» Task to complete: Each line below from the one containing "pixel 640 40" through the one containing "pixel 697 7" is to be given again exactly, and no line outside that span.

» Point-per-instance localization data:
++++

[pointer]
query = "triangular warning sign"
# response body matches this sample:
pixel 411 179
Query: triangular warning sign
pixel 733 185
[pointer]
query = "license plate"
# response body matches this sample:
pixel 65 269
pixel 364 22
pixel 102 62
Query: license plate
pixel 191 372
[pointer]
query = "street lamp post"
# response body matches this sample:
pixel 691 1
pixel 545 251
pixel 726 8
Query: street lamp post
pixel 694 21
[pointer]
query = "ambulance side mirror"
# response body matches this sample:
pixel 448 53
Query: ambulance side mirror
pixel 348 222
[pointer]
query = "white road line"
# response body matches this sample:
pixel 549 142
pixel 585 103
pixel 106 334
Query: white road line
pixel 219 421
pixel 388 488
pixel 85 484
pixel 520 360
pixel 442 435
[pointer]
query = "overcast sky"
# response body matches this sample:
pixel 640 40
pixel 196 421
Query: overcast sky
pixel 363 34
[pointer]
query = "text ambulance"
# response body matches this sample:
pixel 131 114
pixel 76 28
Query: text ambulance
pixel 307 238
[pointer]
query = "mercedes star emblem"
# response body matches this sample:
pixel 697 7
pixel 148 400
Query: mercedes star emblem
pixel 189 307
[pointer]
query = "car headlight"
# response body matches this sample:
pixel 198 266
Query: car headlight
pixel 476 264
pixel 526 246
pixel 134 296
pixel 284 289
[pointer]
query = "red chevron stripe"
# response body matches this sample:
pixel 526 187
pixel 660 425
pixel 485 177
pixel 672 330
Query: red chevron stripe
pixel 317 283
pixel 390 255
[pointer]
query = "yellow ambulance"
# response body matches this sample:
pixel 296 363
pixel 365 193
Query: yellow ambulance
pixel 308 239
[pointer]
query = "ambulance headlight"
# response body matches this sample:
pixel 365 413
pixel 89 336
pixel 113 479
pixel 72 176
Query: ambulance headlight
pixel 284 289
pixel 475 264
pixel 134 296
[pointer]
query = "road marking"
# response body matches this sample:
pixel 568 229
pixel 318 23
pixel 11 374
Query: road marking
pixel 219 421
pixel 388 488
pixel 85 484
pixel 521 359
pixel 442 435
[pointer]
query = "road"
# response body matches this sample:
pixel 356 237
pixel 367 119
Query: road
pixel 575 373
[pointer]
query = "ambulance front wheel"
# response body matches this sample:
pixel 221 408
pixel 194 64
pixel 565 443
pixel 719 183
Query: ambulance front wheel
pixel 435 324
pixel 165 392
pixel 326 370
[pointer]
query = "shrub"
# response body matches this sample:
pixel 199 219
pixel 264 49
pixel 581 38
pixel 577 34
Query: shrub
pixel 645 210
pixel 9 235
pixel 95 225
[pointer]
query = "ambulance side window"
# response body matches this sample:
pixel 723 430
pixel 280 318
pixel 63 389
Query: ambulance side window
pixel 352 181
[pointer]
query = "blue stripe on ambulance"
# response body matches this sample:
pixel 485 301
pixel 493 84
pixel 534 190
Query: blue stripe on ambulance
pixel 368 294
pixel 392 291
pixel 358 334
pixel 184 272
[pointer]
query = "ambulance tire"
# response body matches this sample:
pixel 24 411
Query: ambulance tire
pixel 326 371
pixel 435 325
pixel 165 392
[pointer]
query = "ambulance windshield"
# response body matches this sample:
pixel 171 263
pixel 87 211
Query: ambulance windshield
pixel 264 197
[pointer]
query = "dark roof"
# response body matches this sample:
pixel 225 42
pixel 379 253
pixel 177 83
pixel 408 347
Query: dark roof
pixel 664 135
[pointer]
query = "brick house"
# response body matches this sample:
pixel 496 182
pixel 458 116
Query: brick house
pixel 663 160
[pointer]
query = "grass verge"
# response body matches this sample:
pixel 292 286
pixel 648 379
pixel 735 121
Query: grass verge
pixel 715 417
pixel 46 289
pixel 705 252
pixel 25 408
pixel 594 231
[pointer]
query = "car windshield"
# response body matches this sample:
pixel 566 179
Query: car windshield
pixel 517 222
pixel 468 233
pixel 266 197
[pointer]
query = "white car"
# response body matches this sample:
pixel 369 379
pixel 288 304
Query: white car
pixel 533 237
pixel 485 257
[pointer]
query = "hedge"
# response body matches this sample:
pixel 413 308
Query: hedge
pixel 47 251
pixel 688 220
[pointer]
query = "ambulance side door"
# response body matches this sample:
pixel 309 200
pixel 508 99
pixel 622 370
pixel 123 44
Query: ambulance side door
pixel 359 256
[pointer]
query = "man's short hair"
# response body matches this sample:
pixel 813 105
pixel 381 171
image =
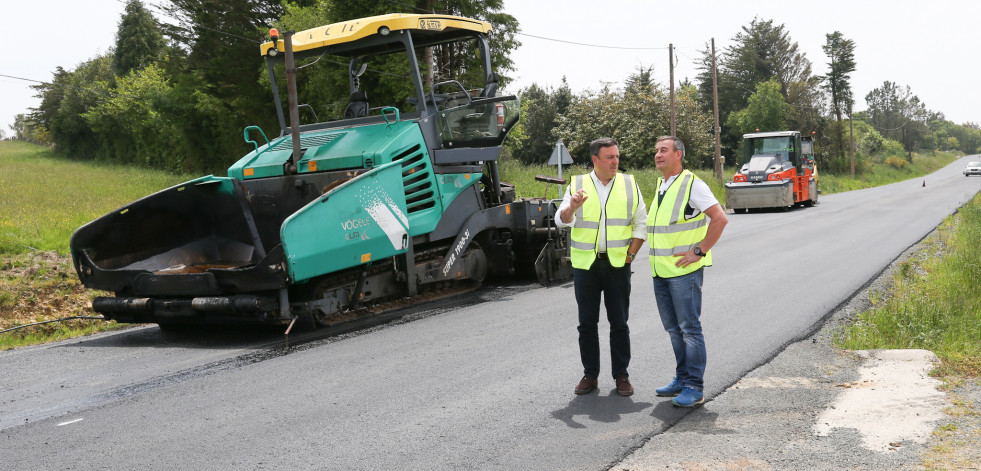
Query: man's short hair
pixel 678 145
pixel 600 143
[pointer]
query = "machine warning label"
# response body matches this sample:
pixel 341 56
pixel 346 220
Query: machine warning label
pixel 430 24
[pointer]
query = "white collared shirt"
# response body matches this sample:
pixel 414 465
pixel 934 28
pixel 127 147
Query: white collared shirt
pixel 638 222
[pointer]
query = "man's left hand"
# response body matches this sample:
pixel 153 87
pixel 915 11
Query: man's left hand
pixel 686 258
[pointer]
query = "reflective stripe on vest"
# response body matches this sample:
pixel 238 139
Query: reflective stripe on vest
pixel 620 207
pixel 669 233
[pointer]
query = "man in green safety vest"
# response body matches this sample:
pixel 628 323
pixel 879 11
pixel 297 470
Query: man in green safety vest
pixel 607 214
pixel 680 240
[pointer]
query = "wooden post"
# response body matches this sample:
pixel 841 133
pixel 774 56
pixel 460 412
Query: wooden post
pixel 674 131
pixel 715 106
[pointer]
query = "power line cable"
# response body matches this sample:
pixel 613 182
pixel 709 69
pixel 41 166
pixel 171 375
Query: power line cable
pixel 593 45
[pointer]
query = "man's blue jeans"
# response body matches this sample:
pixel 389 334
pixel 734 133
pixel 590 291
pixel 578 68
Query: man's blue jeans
pixel 679 301
pixel 612 284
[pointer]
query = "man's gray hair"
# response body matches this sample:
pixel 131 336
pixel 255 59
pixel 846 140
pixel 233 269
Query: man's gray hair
pixel 600 143
pixel 678 145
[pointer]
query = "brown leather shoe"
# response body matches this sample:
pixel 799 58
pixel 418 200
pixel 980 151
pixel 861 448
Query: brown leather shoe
pixel 623 386
pixel 586 385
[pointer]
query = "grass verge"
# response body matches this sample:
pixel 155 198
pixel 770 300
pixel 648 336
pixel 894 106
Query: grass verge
pixel 933 304
pixel 44 198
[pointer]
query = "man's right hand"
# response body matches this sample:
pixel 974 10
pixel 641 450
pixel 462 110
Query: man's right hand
pixel 578 199
pixel 575 201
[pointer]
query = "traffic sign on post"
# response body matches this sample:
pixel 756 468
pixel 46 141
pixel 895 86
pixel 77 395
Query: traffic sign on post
pixel 560 156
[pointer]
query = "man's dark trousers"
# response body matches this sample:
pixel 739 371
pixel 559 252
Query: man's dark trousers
pixel 613 285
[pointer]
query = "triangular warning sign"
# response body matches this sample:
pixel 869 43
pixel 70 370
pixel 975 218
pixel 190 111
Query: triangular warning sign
pixel 560 152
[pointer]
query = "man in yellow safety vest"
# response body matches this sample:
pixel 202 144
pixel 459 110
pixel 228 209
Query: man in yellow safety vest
pixel 680 240
pixel 606 212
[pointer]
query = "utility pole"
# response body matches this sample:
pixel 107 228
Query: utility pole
pixel 671 62
pixel 715 106
pixel 851 140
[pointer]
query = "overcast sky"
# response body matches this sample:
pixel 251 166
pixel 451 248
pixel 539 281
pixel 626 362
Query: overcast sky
pixel 931 46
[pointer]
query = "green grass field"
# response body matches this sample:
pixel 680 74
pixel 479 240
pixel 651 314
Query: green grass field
pixel 44 198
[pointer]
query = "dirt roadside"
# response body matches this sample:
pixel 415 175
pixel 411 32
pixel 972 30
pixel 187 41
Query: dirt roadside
pixel 818 407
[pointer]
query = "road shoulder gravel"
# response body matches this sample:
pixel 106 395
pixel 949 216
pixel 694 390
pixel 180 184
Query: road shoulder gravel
pixel 817 407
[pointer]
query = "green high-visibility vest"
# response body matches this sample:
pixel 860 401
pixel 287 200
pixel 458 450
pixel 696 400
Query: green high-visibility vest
pixel 620 207
pixel 670 233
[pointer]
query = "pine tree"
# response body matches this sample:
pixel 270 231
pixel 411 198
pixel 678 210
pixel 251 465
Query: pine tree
pixel 138 40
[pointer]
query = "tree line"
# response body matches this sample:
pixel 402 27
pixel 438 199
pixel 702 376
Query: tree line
pixel 177 94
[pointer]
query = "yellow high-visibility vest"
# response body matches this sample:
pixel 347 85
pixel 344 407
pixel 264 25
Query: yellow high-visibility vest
pixel 620 207
pixel 670 233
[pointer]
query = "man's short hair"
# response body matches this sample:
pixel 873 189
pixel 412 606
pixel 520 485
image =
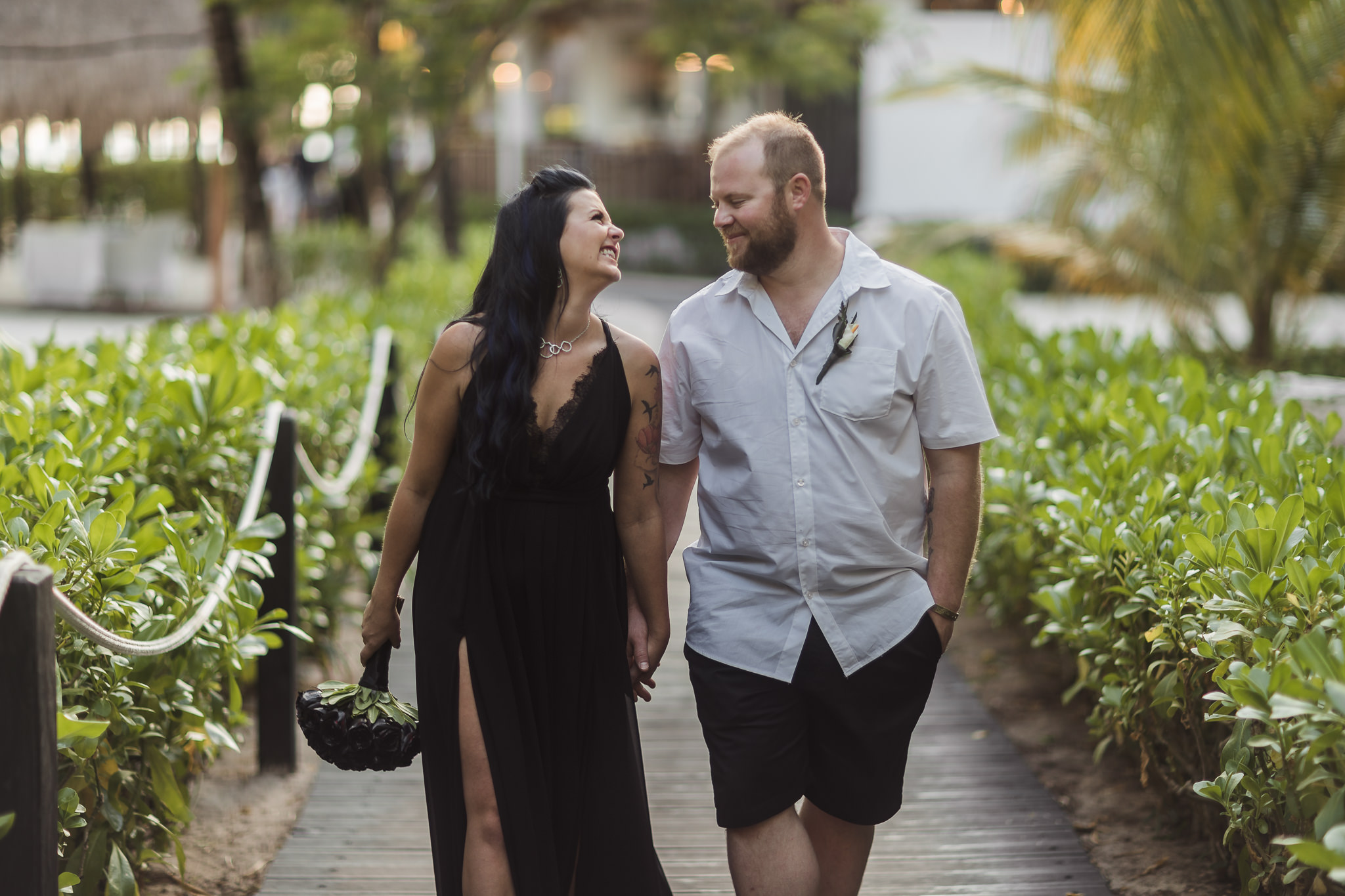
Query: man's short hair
pixel 789 146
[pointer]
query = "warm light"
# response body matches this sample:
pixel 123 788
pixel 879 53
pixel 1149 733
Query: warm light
pixel 345 68
pixel 318 147
pixel 688 62
pixel 37 141
pixel 345 154
pixel 121 144
pixel 395 37
pixel 10 147
pixel 169 140
pixel 210 133
pixel 346 97
pixel 315 106
pixel 562 120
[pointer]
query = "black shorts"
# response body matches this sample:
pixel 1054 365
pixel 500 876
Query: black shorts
pixel 839 742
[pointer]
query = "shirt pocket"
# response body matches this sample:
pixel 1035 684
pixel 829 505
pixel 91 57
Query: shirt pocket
pixel 860 386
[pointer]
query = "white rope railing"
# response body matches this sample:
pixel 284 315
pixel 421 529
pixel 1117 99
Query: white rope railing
pixel 368 421
pixel 85 625
pixel 78 620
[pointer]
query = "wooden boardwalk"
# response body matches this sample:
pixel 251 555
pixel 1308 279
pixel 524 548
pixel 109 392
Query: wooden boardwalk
pixel 975 821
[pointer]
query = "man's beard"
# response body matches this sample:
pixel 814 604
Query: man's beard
pixel 766 249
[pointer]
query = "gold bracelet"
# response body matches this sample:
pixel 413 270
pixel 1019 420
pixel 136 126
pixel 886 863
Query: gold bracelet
pixel 946 613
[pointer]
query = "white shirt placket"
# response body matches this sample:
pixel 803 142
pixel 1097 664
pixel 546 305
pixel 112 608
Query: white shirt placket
pixel 801 472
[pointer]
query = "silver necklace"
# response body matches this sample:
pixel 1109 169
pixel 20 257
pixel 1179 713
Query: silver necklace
pixel 552 350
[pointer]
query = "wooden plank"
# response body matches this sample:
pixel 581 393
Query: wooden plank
pixel 975 821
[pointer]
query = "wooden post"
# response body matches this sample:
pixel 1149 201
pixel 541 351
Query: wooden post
pixel 386 425
pixel 276 681
pixel 29 735
pixel 385 446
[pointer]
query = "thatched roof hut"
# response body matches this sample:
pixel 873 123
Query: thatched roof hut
pixel 102 61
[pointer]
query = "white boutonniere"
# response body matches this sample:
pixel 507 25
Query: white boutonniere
pixel 843 337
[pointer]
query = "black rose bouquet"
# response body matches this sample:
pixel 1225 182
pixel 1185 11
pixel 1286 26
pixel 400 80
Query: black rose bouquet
pixel 362 726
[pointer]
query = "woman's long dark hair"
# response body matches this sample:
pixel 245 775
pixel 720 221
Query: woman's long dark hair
pixel 512 304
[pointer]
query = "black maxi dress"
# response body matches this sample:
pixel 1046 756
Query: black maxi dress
pixel 533 581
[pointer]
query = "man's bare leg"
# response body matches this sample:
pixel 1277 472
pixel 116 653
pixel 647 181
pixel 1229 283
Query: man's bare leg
pixel 841 851
pixel 774 859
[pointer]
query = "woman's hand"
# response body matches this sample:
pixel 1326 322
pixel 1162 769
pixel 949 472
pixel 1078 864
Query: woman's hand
pixel 638 651
pixel 382 622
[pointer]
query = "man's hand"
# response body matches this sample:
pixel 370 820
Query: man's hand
pixel 944 626
pixel 638 651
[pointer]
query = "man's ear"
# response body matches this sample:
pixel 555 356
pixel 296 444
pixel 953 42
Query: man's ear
pixel 799 190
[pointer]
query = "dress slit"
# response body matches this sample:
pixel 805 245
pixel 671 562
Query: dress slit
pixel 533 581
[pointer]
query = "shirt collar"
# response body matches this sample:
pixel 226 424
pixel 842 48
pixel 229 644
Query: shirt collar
pixel 861 269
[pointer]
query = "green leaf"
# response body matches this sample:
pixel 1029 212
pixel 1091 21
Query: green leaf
pixel 102 534
pixel 1201 548
pixel 121 882
pixel 1261 545
pixel 268 527
pixel 70 729
pixel 150 500
pixel 165 785
pixel 221 735
pixel 96 855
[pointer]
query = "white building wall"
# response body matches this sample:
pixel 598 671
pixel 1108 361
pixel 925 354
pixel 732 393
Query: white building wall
pixel 946 156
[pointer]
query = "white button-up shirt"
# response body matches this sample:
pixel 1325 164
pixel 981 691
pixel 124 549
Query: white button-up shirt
pixel 813 496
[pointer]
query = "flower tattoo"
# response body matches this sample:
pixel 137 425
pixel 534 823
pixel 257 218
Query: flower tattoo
pixel 649 438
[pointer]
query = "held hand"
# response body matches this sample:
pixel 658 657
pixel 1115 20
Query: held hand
pixel 382 622
pixel 638 652
pixel 944 628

++++

» Task output:
pixel 640 40
pixel 196 421
Query: overcast sky
pixel 363 34
[pointer]
query = "text ambulance"
# response body matches this sample:
pixel 131 114
pixel 76 28
Query: text ambulance
pixel 307 238
[pointer]
query = "mercedes star emblem"
# response body matches this sample:
pixel 697 7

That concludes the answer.